- **What the task requires**
Each entry is to be retyped exactly as it appears, and each image is to be dropped.

Excerpts from a dataset
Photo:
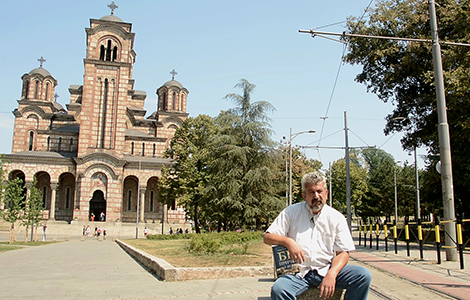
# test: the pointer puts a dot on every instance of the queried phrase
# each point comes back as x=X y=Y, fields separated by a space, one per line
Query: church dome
x=112 y=18
x=173 y=82
x=40 y=71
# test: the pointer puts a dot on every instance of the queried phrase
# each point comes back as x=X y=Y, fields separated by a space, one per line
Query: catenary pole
x=443 y=128
x=444 y=139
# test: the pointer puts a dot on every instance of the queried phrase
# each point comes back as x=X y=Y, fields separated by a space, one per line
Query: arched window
x=108 y=51
x=31 y=141
x=151 y=201
x=114 y=53
x=47 y=91
x=67 y=198
x=26 y=90
x=129 y=200
x=102 y=52
x=36 y=90
x=164 y=101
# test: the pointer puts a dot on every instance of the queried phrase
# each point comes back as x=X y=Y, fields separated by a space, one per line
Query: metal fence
x=422 y=233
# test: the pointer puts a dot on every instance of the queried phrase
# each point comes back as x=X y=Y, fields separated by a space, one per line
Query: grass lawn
x=5 y=246
x=175 y=252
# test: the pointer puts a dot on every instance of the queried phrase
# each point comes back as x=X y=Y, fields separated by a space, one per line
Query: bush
x=169 y=236
x=227 y=242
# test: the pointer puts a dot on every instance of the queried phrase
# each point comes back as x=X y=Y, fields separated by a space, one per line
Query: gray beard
x=316 y=207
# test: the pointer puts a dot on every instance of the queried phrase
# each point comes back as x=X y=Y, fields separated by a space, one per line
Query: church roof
x=112 y=18
x=41 y=71
x=173 y=83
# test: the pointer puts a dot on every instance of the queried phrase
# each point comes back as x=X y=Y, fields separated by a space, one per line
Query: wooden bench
x=314 y=294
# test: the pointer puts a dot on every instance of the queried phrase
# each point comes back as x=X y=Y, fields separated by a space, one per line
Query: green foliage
x=227 y=242
x=159 y=237
x=402 y=73
x=246 y=183
x=358 y=180
x=14 y=199
x=188 y=178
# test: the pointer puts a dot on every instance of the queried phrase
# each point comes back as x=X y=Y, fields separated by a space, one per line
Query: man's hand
x=295 y=251
x=327 y=286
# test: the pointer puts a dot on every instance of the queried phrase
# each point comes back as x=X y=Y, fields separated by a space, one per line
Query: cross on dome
x=173 y=73
x=41 y=61
x=113 y=6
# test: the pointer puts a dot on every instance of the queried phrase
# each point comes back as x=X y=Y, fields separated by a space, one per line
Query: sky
x=212 y=45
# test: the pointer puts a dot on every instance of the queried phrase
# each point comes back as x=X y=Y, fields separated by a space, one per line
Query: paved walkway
x=101 y=270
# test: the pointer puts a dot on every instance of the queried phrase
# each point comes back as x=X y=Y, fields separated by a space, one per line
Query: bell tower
x=107 y=91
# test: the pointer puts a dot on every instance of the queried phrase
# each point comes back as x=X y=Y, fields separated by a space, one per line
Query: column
x=54 y=186
x=142 y=204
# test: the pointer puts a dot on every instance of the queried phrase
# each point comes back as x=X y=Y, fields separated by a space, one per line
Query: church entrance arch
x=97 y=206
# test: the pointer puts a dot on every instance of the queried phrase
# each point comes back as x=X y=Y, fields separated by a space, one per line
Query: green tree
x=187 y=179
x=300 y=166
x=379 y=199
x=402 y=73
x=14 y=198
x=245 y=182
x=338 y=183
x=33 y=209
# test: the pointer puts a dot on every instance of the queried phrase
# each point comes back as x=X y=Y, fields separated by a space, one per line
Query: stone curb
x=167 y=272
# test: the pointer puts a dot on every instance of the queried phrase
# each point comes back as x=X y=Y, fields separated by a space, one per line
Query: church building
x=100 y=156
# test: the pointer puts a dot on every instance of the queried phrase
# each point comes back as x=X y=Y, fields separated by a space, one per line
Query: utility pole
x=348 y=180
x=443 y=127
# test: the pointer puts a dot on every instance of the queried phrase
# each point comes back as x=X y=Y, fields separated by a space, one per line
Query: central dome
x=112 y=18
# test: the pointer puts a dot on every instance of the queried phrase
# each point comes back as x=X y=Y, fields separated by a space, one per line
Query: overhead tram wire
x=336 y=80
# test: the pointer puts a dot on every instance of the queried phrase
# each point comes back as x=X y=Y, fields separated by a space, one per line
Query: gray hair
x=313 y=177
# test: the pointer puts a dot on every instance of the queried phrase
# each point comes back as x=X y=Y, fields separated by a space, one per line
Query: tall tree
x=244 y=182
x=338 y=183
x=301 y=165
x=379 y=199
x=33 y=209
x=188 y=178
x=14 y=200
x=402 y=73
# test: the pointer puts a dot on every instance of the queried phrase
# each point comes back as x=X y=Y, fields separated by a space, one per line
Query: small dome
x=41 y=71
x=173 y=83
x=112 y=18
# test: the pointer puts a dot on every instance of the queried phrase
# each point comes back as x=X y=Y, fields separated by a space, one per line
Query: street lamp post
x=395 y=184
x=418 y=209
x=291 y=137
x=395 y=222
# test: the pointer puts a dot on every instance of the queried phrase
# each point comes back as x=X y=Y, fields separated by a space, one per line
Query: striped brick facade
x=101 y=154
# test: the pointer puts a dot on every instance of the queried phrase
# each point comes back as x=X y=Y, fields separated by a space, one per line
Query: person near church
x=44 y=232
x=318 y=238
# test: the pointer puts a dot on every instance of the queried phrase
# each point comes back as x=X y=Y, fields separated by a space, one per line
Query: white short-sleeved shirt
x=319 y=239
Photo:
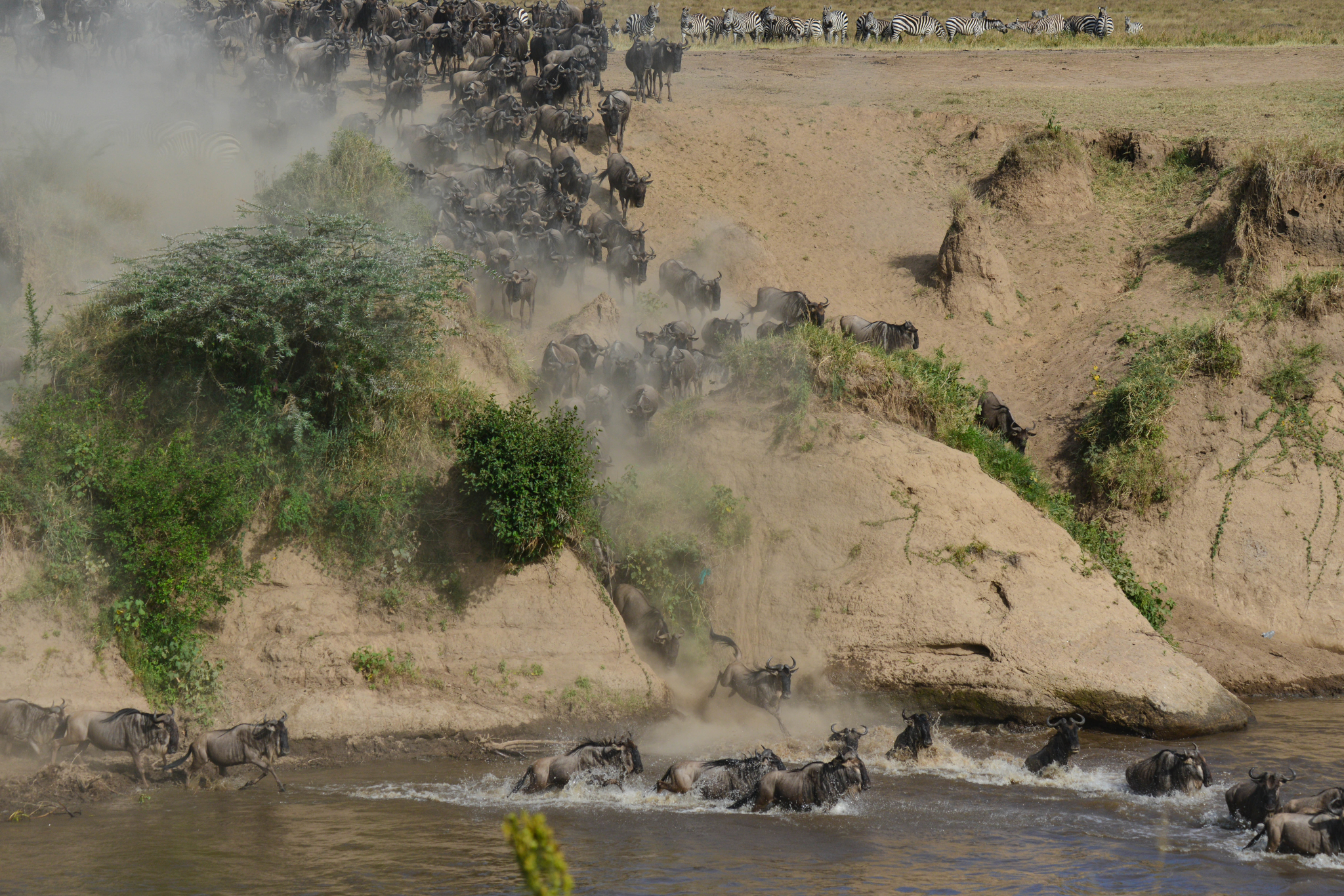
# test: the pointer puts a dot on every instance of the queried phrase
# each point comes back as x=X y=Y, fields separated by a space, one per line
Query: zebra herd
x=833 y=26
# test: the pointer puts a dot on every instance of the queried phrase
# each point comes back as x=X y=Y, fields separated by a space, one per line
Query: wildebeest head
x=1068 y=730
x=1270 y=782
x=849 y=737
x=784 y=674
x=922 y=729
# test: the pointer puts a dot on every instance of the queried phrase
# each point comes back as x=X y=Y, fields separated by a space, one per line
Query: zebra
x=639 y=26
x=866 y=26
x=917 y=26
x=740 y=24
x=835 y=23
x=695 y=26
x=973 y=27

- **Your response**
Photo:
# test: the pointer puts a dot on every instance of the queried phrase
# each point comes back as x=X y=Y, fields separated by a space, one per line
Query: church dome
x=112 y=18
x=173 y=82
x=40 y=71
# test: the pointer puts a dot on every instance of the queried phrase
# each point comes back as x=X y=Y, fields separated by a space, one per line
Query: catenary pole
x=443 y=128
x=444 y=139
# test: the pointer puts a dot on every instance of the queried phrase
# each point comes back as x=X y=Y, fields separated by a space, one per line
Query: arched window
x=108 y=51
x=31 y=141
x=151 y=201
x=114 y=53
x=47 y=91
x=67 y=198
x=26 y=90
x=129 y=200
x=102 y=52
x=36 y=90
x=164 y=101
# test: the pointer puts a dot on every instance of the queried phrase
# each point comes back as x=X y=Y, fields separated by a space, one per line
Query: metal fence
x=422 y=233
# test: the pointer puts a dot on every instance of the queried phrase
# each point comes back as x=X y=Y, fields separated by a space, one per line
Query: grass lawn
x=5 y=246
x=175 y=252
# test: the pointer puts a dot on every instance of the queried phrase
# each point comes back as x=X y=Y, fields separated by a space, one per line
Query: bush
x=169 y=236
x=227 y=242
# test: the pointer puts a dot on every instance of the queried phrase
# each point comes back as x=X y=Y, fields separated by a space, one per line
Query: gray beard
x=316 y=207
# test: the pointer puts a dot on every instance of the queried phrase
# each point comes back as x=X y=Y, fields separated by a space, one per line
Query: church roof
x=112 y=18
x=41 y=71
x=173 y=83
# test: the pointer puts a dot on every instance of the queried phrase
# each point comes back as x=X y=Y, fields separated by a space, one per line
Query: wooden bench
x=314 y=294
# test: the pointer puts a dot on every instance of the queried phrase
# each point comes back as x=X y=Y, fields separated by a space, one per line
Query: green foliage
x=227 y=242
x=159 y=237
x=402 y=73
x=246 y=183
x=358 y=180
x=14 y=199
x=188 y=178
# test: the pointer puts a dot on every instance of the queried phrase
# each point comes back as x=X y=Y, fields separated by a space, one per line
Query: man's hand
x=295 y=251
x=327 y=286
# test: the pointer puts a dot on every instance of the queried phrase
# each point comes back as x=X y=Y, fields separated by a space, one per line
Query: cross on dome
x=173 y=73
x=41 y=61
x=113 y=6
# test: the pointer puts a dot on every instance of the queried phrase
# each point comes back as x=X y=Y, fields separated by a space, one per line
Query: sky
x=212 y=45
# test: the pointer puts a dot on every instance of the queried phrase
# each point comes back as x=X y=Y, fields separated by a space, one per line
Query: paved walkway
x=101 y=270
# test: the pointer puts a dot on every instance of the queried phrase
# each point comes back as x=X y=Y, fields separated by a space, one per line
Query: bell tower
x=107 y=91
# test: the pointer puts a dot on every instance of the queried phrase
# each point comes back as x=X y=Y, fields separated by a space, one per line
Query: column
x=54 y=186
x=142 y=204
# test: the pointer puts a dot on every instance of the queried phrase
# each point comes back as x=X y=Y, fields separated by a space, one per line
Query: church entrance arch
x=97 y=206
# test: the pointer puts a dot on every instance of the queried phrase
# each point comes back as x=X y=Y, fields separated by a space, one per line
Query: green tree
x=187 y=179
x=300 y=166
x=379 y=199
x=402 y=73
x=14 y=198
x=245 y=182
x=338 y=183
x=33 y=209
# test: the pointer puts a dot on every instance of the queried phrase
# each point comes back as x=X y=Y, fields separated by a space, one per line
Query: stone curb
x=167 y=272
# test: the pointer puts a dot on every instance of the queried phrase
# each point comes back as x=X y=Y, fields separated by a space, one per line
Query: church building
x=100 y=156
# test: the pointer puts a dot on every instance of the queried phrase
# each point comes back as x=X y=Y, fields separated by a space, one per line
Query: utility pole
x=348 y=180
x=443 y=127
# test: the pointer puts a dot on every instance of the queried phrase
# each point comes back as x=X y=Y, fields separated by a space, one per line
Query: central dome
x=112 y=18
# test: the pointer puts a dot on every instance of the queried phrase
# each point comes back as x=X y=Y, fields separated by a space, one per line
Query: overhead tram wire
x=336 y=80
# test: the pointer puts a dot on every instance of the queried phrase
# each point comes back as x=X y=Y, fields separated by a space, one per line
Query: gray hair
x=313 y=177
# test: the pointer puts a dot on every instance of the queried phrase
# each point comes back as x=X y=Y, fields separated by a space, one per line
Query: tall tree
x=244 y=182
x=338 y=183
x=301 y=165
x=379 y=199
x=33 y=209
x=188 y=178
x=14 y=200
x=402 y=73
# test: the pointer puts a dot on every instance of the queried phrase
# each point comes back as x=X y=Y, fields separated by a space, one per line
Query: small dome
x=41 y=71
x=173 y=83
x=112 y=18
# test: the pointer puts a dot on every instance of the queried phrase
# each point comes back as x=X y=Y, fields separated by a space, one per line
Query: street lamp post
x=395 y=184
x=418 y=209
x=291 y=137
x=395 y=222
# test: the pointer puts a dot on every instance of the queried phrase
# each point comes back as x=X y=Y, fields separated by a space, one per line
Query: striped brick facade
x=101 y=154
# test: the pointer puts a dot on every instance of the queried phrase
# each point comes back as x=X y=Y, fields separated by a space, one per line
Query: person near church
x=44 y=232
x=318 y=238
# test: the pointer puts a dot on every instance of the queried phrase
# each point comes back as x=X y=Y, fields separated by a space, one per line
Query: white short-sleeved shirt
x=319 y=239
Photo:
# test: the pointer puts a dot on every instance of the queried phrase
# each point comes back as x=X y=Y, fields separated by a space, one per line
Query: zebra herd
x=833 y=26
# test: the pointer puts a dot on every instance of the queried phrase
# each point comes back as x=X y=Y, fields separated by a space, one per line
Query: wildebeest head
x=1068 y=730
x=1270 y=782
x=849 y=737
x=784 y=674
x=922 y=729
# test: the pointer puts a dot on every instance of the queried phrase
# each point comes back as x=X y=Y, fields separated by a space, one per line
Query: zebra
x=639 y=26
x=866 y=26
x=917 y=26
x=740 y=24
x=835 y=23
x=695 y=26
x=973 y=27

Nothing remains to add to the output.